§ **Document section**:
Reputation: 13725
I am trying to specify the dtype
of the values when loading a pandas dataframe, but only for the values in the dataframe, not the index. Is this possible?
from io import StringIO
my_csv = StringIO('''b, c\nx, 1, 2\ny, 3, 2''')
I would have assumed the following would work:
pd.read_csv(my_csv, dtype='int64')
But if fails with:
ValueError: invalid literal for int() with base 10: 'x'
I can load the table without specifying dtype
and then set it to just the values, but is there a way I can do this directly when reading the table?
Upvotes: 0
Views: 1002
Reputation: 394329
One method would be to read just the header to get the column names and then zip
them with your desired dtype and read the csv again:
In [6]:
t="""b,c
x,1,2
y,3,2"""
cols = pd.read_csv(io.StringIO(t), nrows=1).columns
dtyp = dict(zip(cols,['int64'] * len(cols)))
pd.read_csv(io.StringIO(t), dtype=dtyp).info()
<class 'pandas.core.frame.DataFrame'>
Index: 2 entries, x to y
Data columns (total 2 columns):
b 2 non-null int64
c 2 non-null int64
dtypes: int64(2)
memory usage: 48.0+ bytes
Upvotes: 2

§ **Available data**:
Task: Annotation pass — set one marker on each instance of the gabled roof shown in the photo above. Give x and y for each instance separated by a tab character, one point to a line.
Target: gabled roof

§ **Requirement**: In the forum thread about pandas dtypes, what error does the asker get from pd.read_csv(my_csv, dtype='int64')?

§ **Finished answer**: ValueError: invalid literal for int() with base 10: 'x'